- [Brief]:
Print all of the entries below verbatim, changing nothing.

(Excerpts from location labeling data)

** Start **

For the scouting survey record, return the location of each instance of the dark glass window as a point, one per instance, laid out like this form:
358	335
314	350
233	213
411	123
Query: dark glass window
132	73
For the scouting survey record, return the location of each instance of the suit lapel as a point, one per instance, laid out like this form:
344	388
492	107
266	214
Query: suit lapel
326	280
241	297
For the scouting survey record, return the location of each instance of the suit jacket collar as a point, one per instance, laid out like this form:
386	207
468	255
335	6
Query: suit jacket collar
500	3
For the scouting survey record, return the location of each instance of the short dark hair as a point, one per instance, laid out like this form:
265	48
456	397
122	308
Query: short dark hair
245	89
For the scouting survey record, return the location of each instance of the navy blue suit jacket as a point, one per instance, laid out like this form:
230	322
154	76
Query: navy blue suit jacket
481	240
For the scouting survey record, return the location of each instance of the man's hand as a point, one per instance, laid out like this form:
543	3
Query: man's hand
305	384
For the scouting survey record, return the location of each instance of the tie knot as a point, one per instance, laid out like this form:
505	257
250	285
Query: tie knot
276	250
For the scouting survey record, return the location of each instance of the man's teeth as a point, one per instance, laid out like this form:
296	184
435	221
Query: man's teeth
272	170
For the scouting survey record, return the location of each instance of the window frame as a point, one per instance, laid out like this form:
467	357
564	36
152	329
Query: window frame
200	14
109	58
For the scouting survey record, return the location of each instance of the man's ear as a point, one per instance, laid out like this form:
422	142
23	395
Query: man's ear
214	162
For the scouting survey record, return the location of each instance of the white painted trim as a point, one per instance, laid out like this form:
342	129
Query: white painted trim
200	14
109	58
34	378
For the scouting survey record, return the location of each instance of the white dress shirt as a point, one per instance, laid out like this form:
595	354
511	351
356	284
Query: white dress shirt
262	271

** End **

- [Answer to this task]:
For the scouting survey record, return the location of each instance of the dark glass window as a point, one per instance, laid out like this form:
358	335
314	350
233	213
411	123
Query: dark glass window
132	73
For the scouting survey record, return the location of each instance of the suit lapel as a point, one per instance, laid out like this form:
344	388
492	107
266	214
Query: suit lapel
326	280
241	297
For the scouting survey record, return the location of each instance of the suit jacket collar as a point, one per instance, laid out like this form:
386	207
468	255
335	6
Query: suit jacket collar
500	3
For the scouting survey record, return the location of each instance of the short dark hair as a point, one per instance, laid out like this form:
265	48
456	397
122	308
Query: short dark hair
245	89
For the scouting survey record, return the location of each instance of the navy blue suit jacket as a point, one per instance, laid out like this form:
230	322
154	76
Query: navy blue suit jacket
481	240
For the scouting survey record, return the location of each instance of the man's hand as a point, one per instance, laid out like this form:
543	3
Query: man's hand
305	384
For the scouting survey record, return the location of each instance of the tie knot as a point, one per instance, laid out like this form:
505	257
250	285
Query: tie knot
276	250
For the scouting survey record, return the location of each instance of the man's teeth as a point, one per instance, laid out like this form:
296	184
435	221
Query: man's teeth
272	170
For the scouting survey record, return the location of each instance of the window frame as a point, one per instance, laid out like this form:
467	357
564	36
152	329
Query: window frame
200	14
109	58
For the scouting survey record, return the location of each instance of the man's ear as a point, one per instance, laid out like this form:
422	142
23	395
Query: man's ear
214	162
For the scouting survey record, return the location of each instance of the white painted trim as a point, one per instance, laid out like this form:
342	129
Query: white painted trim
200	14
109	58
34	378
For the scouting survey record, return the location of each instance of the white dress shirt as a point, one per instance, laid out like this form:
595	354
511	351
356	284
Query: white dress shirt
262	271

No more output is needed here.